### What is required
Tell how many lines in the data hold "white", giving that figure alone.

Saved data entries
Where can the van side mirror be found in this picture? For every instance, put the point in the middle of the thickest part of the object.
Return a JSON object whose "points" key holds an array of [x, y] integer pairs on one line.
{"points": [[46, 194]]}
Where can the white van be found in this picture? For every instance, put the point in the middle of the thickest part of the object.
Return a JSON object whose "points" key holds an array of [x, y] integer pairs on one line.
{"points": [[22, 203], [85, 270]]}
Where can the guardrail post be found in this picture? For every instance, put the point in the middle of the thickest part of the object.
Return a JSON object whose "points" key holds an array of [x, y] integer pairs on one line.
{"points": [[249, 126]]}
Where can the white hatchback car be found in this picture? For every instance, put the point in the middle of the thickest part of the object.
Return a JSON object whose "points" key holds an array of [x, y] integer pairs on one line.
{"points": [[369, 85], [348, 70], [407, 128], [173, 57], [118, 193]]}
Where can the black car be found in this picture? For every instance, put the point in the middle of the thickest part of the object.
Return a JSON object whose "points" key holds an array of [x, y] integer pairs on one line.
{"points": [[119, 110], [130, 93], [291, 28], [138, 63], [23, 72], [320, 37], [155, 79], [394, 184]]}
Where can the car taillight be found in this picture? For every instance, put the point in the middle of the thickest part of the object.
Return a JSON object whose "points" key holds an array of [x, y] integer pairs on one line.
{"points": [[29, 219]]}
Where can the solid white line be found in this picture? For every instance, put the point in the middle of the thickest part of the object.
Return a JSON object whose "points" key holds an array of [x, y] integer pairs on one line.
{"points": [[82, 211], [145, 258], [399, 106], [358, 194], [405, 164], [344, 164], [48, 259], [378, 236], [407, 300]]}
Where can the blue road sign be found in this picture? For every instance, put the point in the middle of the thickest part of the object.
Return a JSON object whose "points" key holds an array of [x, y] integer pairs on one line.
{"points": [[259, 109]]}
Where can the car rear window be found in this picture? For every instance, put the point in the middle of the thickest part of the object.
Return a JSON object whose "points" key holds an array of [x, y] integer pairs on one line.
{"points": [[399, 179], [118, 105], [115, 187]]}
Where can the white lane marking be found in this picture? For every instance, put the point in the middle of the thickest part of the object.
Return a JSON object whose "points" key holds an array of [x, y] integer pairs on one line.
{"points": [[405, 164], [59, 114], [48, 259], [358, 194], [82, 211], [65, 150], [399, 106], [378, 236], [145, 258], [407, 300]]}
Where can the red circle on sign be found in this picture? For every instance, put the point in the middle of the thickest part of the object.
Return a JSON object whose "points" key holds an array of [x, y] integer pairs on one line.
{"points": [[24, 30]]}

### Your response
4